═════ DATASET EXTRACT

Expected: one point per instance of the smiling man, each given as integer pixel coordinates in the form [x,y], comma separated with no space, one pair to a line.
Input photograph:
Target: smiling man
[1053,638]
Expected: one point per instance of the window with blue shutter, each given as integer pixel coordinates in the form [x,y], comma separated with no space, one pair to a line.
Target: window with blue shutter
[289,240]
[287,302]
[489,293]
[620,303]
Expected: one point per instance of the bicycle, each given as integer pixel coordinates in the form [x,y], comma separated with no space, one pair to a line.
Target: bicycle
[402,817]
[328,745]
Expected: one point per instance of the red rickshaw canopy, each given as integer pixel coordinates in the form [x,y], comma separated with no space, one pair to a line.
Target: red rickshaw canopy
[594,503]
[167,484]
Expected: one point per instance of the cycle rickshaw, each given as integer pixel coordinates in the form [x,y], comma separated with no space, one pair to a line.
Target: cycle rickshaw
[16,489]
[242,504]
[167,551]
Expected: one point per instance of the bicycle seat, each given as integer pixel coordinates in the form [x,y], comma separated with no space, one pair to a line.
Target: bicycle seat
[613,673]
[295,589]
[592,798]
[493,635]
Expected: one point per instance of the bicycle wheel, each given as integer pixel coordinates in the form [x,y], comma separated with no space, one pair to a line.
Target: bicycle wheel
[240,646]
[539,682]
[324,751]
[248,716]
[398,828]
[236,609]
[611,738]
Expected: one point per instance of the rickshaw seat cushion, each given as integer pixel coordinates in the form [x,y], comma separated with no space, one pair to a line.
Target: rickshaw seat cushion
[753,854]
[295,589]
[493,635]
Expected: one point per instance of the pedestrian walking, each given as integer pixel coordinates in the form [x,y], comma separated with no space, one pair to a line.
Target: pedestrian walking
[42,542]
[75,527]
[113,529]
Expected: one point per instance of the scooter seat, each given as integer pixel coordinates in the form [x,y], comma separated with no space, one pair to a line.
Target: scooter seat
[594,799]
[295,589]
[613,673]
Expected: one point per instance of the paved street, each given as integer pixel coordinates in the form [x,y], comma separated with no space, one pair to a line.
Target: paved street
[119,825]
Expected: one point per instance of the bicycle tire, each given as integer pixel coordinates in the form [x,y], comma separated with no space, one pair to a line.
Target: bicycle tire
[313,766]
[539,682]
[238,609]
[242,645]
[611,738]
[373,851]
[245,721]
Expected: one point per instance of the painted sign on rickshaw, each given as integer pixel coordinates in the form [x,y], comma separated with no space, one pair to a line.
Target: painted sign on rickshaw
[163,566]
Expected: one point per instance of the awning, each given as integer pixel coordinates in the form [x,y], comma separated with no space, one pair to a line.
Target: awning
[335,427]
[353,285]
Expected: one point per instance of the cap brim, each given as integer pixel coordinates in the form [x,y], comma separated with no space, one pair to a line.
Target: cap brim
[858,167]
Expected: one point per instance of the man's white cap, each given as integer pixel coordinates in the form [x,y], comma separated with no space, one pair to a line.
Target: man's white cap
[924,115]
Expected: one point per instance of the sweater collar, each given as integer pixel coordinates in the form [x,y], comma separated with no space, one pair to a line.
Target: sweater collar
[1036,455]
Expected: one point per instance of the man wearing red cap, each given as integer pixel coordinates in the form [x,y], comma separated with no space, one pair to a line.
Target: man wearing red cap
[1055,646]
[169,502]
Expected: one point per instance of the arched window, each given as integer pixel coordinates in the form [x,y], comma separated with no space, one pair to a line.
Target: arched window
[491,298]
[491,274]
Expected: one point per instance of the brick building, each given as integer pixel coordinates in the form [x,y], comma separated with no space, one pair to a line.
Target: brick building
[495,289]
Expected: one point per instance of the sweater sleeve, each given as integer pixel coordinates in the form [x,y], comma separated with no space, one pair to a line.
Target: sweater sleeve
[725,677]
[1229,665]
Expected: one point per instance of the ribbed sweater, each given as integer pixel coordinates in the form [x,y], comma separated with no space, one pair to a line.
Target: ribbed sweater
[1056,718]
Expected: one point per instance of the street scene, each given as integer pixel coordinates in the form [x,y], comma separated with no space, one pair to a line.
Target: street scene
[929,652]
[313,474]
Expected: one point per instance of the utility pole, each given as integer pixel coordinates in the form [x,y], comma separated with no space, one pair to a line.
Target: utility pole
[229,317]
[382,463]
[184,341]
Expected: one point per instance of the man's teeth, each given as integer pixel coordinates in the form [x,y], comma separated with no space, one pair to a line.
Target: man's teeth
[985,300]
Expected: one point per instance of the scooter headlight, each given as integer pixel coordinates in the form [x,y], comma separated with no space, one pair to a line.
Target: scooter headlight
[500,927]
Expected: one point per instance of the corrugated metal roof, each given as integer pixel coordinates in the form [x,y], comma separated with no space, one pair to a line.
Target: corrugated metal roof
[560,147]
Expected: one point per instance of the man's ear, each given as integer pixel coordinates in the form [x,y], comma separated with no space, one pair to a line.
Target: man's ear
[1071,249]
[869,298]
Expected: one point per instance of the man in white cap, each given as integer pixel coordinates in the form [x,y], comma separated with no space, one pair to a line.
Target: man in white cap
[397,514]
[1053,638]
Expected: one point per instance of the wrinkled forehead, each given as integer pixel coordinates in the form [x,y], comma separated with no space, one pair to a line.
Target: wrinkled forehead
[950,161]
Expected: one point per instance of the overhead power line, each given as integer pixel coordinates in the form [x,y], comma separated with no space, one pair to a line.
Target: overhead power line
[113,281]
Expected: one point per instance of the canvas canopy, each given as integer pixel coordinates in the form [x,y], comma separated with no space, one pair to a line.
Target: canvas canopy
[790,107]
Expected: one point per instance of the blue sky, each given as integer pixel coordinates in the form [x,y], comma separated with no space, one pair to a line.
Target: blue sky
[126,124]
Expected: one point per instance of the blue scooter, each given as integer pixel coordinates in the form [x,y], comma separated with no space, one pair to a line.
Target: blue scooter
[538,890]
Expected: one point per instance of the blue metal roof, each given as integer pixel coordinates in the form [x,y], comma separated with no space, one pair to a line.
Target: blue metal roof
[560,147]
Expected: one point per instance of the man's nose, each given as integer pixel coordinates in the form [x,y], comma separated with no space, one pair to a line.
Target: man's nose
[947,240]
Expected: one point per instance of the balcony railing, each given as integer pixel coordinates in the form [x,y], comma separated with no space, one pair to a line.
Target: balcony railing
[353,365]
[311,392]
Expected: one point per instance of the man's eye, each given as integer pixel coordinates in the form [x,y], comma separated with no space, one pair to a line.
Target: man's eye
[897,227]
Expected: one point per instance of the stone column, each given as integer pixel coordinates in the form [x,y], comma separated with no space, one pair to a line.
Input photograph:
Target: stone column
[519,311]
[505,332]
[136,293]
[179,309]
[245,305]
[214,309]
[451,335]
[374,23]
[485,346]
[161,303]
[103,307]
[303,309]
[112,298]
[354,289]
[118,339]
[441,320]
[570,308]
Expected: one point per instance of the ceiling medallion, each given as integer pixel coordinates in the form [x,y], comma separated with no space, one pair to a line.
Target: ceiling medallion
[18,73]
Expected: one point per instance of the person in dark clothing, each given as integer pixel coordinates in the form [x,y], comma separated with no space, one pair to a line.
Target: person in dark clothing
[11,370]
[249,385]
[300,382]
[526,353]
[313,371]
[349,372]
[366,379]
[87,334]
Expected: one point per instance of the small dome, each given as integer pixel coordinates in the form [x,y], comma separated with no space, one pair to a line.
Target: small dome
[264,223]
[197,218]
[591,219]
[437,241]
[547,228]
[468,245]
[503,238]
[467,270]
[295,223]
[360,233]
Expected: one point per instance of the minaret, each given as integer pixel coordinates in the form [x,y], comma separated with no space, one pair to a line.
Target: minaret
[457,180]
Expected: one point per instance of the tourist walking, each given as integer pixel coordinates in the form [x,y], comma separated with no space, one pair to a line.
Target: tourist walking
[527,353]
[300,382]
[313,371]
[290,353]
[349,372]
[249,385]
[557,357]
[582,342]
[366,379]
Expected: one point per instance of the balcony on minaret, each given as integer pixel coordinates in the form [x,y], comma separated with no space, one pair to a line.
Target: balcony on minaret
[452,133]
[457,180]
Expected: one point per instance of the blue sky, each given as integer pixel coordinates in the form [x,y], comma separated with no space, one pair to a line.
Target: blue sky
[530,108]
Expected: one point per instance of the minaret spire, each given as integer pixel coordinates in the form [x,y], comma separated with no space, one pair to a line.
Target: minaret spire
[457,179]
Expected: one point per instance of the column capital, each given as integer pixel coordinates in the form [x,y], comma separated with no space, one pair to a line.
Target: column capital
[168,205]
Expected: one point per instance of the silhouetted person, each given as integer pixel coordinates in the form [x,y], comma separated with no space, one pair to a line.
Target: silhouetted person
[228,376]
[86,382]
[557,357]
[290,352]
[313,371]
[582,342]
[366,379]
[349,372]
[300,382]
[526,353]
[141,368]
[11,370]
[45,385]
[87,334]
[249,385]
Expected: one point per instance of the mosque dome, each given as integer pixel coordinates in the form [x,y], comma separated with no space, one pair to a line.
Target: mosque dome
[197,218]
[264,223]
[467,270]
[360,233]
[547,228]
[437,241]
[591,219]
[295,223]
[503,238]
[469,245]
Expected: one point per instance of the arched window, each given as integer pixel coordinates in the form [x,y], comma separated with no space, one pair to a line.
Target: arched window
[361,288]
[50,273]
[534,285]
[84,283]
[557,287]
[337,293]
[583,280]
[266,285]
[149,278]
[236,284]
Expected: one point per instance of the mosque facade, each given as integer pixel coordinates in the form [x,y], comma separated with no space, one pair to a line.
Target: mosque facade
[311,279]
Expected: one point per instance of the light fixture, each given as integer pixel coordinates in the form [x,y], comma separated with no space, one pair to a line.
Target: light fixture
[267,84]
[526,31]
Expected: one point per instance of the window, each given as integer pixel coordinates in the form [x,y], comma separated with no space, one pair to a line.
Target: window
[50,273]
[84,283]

══════════

— EXERCISE DESCRIPTION —
Write out exactly the final stretch of the records: the line containing "Expected: one point per instance of the minaret spire, each" and every line after it, through the last, and nothing else.

— RESULT FOR THIS EXERCISE —
Expected: one point per instance of the minaret spire, each given as integer pixel coordinates in the form [x,y], comma separated with no space, one pair to a line.
Target: minaret spire
[457,179]
Expected: one point per instance of the column capital, each given as integer pixel coordinates in the form [x,y], comma separated with no space, one pair to a line.
Target: column capital
[168,205]
Expected: one point per instance of the silhouetted person, each given as integer pixel coordinates in the form [x,y], comma separated with no space, one pair to a line.
Target: silhouetted person
[228,376]
[86,382]
[557,357]
[290,352]
[313,371]
[582,342]
[366,379]
[349,372]
[300,382]
[526,353]
[141,368]
[11,370]
[45,385]
[87,334]
[249,385]
Expected: one point per instance of the mosque dome, each given as integer pixel coordinates in the form [x,y], comma separated with no space, one pair to a line.
Target: mosque dome
[197,218]
[264,223]
[467,270]
[360,233]
[547,228]
[437,241]
[591,219]
[295,223]
[503,238]
[469,245]
Expected: one point per instance of the arched window, each given as integer pixel coordinates in the form [x,y], comma separated with no space, one pair to a line.
Target: arched window
[361,288]
[50,273]
[534,285]
[84,283]
[557,287]
[337,293]
[583,280]
[266,285]
[149,278]
[236,284]
Expected: one point per instance of the mosque facade, each given as integer pixel coordinates in the form [x,y], comma separated with no space, one pair to a line.
Target: mosque facade
[311,279]
Expected: one point per instance of the light fixture, each given as integer pixel coordinates in the form [x,y], comma separated with no space, one pair to a line.
Target: light fixture
[267,84]
[526,31]
Expected: one point per instance of the window, each given as integer pixel coordinates in the form [x,y], comma separated with no space, one pair to a line.
Target: window
[50,273]
[84,283]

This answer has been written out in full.